TASK INSTRUCTIONS - Please copy out every line of the items below word for word, leaving nothing out and changing nothing.

(Named region outline items)
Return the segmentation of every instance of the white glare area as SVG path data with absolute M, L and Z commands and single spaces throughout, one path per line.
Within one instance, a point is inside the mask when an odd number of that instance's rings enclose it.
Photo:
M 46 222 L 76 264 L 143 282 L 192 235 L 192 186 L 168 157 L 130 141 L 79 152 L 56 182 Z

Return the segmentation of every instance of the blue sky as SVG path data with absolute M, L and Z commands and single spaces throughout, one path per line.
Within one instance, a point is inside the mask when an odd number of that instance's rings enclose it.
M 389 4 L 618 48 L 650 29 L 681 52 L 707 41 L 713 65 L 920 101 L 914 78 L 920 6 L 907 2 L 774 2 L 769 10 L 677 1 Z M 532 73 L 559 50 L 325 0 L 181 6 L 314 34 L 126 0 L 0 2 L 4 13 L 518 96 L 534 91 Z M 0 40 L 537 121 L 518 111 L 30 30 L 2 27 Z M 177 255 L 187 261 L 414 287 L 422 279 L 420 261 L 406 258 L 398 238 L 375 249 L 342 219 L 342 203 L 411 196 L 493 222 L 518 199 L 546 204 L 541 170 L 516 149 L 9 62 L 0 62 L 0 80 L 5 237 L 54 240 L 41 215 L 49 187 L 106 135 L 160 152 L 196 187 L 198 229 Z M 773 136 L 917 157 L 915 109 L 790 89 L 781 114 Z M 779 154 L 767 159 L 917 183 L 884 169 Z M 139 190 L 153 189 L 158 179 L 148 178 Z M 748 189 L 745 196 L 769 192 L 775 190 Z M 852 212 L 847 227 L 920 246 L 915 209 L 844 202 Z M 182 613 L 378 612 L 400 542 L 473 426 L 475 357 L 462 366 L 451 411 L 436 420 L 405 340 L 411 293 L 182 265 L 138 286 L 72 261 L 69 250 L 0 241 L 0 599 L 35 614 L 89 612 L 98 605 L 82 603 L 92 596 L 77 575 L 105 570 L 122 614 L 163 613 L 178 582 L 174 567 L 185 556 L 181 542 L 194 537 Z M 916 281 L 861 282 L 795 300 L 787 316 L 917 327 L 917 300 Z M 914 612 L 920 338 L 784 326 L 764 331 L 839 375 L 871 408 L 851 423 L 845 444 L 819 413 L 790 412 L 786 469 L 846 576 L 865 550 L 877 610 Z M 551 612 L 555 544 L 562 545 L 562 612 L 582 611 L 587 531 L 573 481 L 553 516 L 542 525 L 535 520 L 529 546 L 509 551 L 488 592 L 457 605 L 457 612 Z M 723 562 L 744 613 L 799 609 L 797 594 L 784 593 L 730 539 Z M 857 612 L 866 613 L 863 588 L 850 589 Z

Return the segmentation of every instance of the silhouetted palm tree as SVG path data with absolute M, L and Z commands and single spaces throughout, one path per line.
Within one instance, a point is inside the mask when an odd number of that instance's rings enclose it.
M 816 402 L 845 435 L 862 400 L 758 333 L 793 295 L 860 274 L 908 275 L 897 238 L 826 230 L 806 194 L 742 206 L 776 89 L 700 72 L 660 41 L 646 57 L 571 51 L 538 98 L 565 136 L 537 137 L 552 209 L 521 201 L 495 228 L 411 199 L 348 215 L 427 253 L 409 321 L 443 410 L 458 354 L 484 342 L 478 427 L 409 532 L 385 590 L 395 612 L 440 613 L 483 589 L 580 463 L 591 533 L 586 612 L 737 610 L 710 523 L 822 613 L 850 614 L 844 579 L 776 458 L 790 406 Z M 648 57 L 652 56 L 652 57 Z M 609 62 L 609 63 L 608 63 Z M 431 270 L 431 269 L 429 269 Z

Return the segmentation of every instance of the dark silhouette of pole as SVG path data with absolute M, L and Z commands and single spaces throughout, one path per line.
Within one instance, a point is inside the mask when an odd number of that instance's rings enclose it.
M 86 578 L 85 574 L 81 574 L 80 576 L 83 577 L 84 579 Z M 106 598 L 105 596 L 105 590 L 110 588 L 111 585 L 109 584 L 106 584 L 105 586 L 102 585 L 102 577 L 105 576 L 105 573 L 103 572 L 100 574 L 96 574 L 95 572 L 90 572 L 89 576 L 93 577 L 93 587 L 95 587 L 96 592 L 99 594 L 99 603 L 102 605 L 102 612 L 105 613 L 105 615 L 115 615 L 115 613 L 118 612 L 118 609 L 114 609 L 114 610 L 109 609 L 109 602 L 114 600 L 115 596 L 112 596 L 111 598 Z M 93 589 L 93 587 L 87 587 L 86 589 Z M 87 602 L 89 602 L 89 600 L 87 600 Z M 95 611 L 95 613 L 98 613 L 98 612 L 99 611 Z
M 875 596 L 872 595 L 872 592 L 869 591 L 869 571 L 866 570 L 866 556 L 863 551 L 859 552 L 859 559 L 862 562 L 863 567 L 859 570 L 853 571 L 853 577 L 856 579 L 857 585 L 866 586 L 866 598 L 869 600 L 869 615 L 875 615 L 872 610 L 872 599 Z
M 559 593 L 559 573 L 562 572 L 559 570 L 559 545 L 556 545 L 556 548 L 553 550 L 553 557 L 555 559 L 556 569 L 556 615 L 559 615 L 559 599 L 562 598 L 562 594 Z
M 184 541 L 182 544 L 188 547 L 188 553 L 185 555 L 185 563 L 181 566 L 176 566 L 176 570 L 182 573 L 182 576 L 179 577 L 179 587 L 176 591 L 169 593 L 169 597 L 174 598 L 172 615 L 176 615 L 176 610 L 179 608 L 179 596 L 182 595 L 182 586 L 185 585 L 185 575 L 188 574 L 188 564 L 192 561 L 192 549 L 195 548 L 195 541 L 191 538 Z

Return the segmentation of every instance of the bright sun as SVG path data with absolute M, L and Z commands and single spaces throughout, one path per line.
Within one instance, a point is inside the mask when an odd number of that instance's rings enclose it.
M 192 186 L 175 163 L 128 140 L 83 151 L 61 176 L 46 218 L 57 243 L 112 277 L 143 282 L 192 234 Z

FULL ANSWER -
Return the segmentation of every instance of the white glare area as SVG path data with absolute M, L and Z commands and single spaces throughout, one path per line.
Within one instance, a point is inside the mask when an odd number of that instance's rings enclose it.
Photo:
M 46 222 L 76 264 L 143 282 L 192 235 L 192 186 L 168 157 L 130 141 L 79 152 L 56 182 Z

Return the segmentation of every instance of the blue sky as SVG path data with absolute M, L and Z commands and single spaces throughout, one path per line.
Within one instance, a point is inside the mask when an odd number of that instance's rings enclose it.
M 389 4 L 618 48 L 650 29 L 681 52 L 707 41 L 713 65 L 920 101 L 914 78 L 920 6 L 907 2 L 774 2 L 769 10 L 677 1 Z M 532 73 L 559 50 L 325 0 L 181 6 L 314 34 L 126 0 L 0 2 L 4 13 L 518 96 L 534 91 Z M 0 40 L 537 121 L 518 111 L 30 30 L 2 27 Z M 177 255 L 187 261 L 414 287 L 422 279 L 420 261 L 406 258 L 398 238 L 375 249 L 342 219 L 342 203 L 411 196 L 493 222 L 518 199 L 546 204 L 541 170 L 516 149 L 9 62 L 0 62 L 0 80 L 5 237 L 54 240 L 41 215 L 49 187 L 106 135 L 160 152 L 196 187 L 198 229 Z M 773 136 L 917 157 L 915 109 L 790 89 L 781 114 Z M 779 154 L 767 159 L 917 183 L 884 169 Z M 139 190 L 153 189 L 158 179 L 148 178 Z M 748 189 L 745 196 L 769 192 L 775 190 Z M 852 212 L 847 227 L 920 246 L 915 209 L 844 202 Z M 182 613 L 378 612 L 400 542 L 473 426 L 475 357 L 462 366 L 451 411 L 436 420 L 405 340 L 411 293 L 182 265 L 138 286 L 72 261 L 69 250 L 0 241 L 0 599 L 35 614 L 89 612 L 98 605 L 82 603 L 92 596 L 77 575 L 105 570 L 122 614 L 163 613 L 178 582 L 174 567 L 185 556 L 181 542 L 194 537 Z M 916 281 L 861 282 L 795 300 L 787 316 L 917 327 L 917 300 Z M 914 612 L 920 338 L 784 326 L 764 331 L 839 375 L 871 408 L 851 423 L 845 444 L 819 413 L 790 412 L 786 469 L 846 576 L 865 550 L 877 610 Z M 551 612 L 555 544 L 562 545 L 562 612 L 582 611 L 587 531 L 573 481 L 553 516 L 542 525 L 535 520 L 529 546 L 509 551 L 488 592 L 457 605 L 457 612 Z M 723 562 L 744 613 L 799 609 L 797 594 L 784 593 L 730 539 Z M 857 612 L 866 613 L 863 588 L 850 589 Z

Return the segmentation of every instance of the silhouetted palm tree as SVG path data with absolute M, L and Z commands and single spaces throughout, one path per line.
Within one instance, a point is inside the mask when an odd number of that instance's rings enclose it.
M 816 402 L 845 435 L 862 400 L 758 333 L 793 295 L 860 274 L 908 275 L 897 238 L 826 230 L 806 194 L 742 206 L 776 89 L 700 72 L 660 41 L 646 57 L 571 51 L 538 98 L 565 136 L 537 137 L 552 209 L 521 201 L 495 228 L 411 199 L 348 215 L 427 253 L 409 321 L 443 410 L 458 354 L 484 342 L 478 427 L 409 532 L 385 590 L 395 612 L 440 613 L 483 589 L 580 463 L 591 533 L 586 612 L 737 610 L 710 523 L 822 613 L 850 614 L 844 579 L 776 458 L 790 406 Z M 648 57 L 652 56 L 652 57 Z M 609 62 L 609 63 L 608 63 Z M 431 270 L 431 269 L 429 269 Z

Return the segmentation of every instance of the dark silhouette of pole as SVG path data with absolute M, L and Z commands and single spaces throughout, one path per line.
Within one instance, a point is inside the mask when an odd number of that instance's rings enclose it.
M 86 578 L 85 574 L 81 574 L 80 576 L 83 577 L 84 579 Z M 106 598 L 105 596 L 105 590 L 110 588 L 111 585 L 109 584 L 106 584 L 105 586 L 102 585 L 102 577 L 105 576 L 105 573 L 103 572 L 100 574 L 96 574 L 95 572 L 90 572 L 89 576 L 93 577 L 93 587 L 95 587 L 96 592 L 99 594 L 99 603 L 102 605 L 102 612 L 105 613 L 105 615 L 115 615 L 115 613 L 118 612 L 118 609 L 114 609 L 114 610 L 109 609 L 109 602 L 114 600 L 115 596 L 112 596 L 111 598 Z M 93 589 L 93 587 L 87 587 L 86 589 Z M 87 602 L 89 602 L 89 600 L 87 600 Z M 95 611 L 95 613 L 98 613 L 98 612 L 99 611 Z
M 875 596 L 872 595 L 872 592 L 869 591 L 869 571 L 866 570 L 866 556 L 863 551 L 859 552 L 859 559 L 862 562 L 863 567 L 859 570 L 853 571 L 853 577 L 856 579 L 857 585 L 866 586 L 866 598 L 869 600 L 869 615 L 875 615 L 872 610 L 872 599 Z
M 559 593 L 559 573 L 562 572 L 559 570 L 559 545 L 556 545 L 556 548 L 553 550 L 553 557 L 555 559 L 556 569 L 556 615 L 559 615 L 559 599 L 562 598 L 562 594 Z
M 184 541 L 182 544 L 188 547 L 188 553 L 185 555 L 185 563 L 181 566 L 176 566 L 176 570 L 182 573 L 182 576 L 179 577 L 179 587 L 176 591 L 169 593 L 169 597 L 174 598 L 172 615 L 176 615 L 176 610 L 179 608 L 179 596 L 182 595 L 182 586 L 185 585 L 185 575 L 188 574 L 188 564 L 192 561 L 192 549 L 195 548 L 195 541 L 191 538 Z

Return the segmentation of every instance of the bright sun as SVG path data with absolute M, L and Z commands and single spaces throughout, one path per line.
Within one instance, a point is inside the mask when an odd number of that instance's rings enclose it.
M 192 186 L 175 163 L 128 140 L 83 151 L 61 176 L 46 218 L 57 243 L 112 277 L 143 282 L 192 234 Z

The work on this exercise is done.